[WHAT YOU NEED TO DO]
The answer must repeat every record exactly, with all pictures omitted.

[INPUT RECORDS]
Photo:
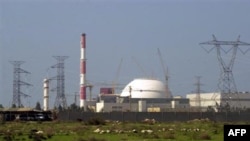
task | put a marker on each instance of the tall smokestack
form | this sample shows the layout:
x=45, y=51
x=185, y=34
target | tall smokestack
x=45, y=94
x=83, y=72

[SOLVED PROBLEM]
Photo:
task | put a marker on each instance of the tall smokestack
form | this sample shows the layout:
x=45, y=51
x=185, y=34
target | tall smokestack
x=45, y=94
x=83, y=72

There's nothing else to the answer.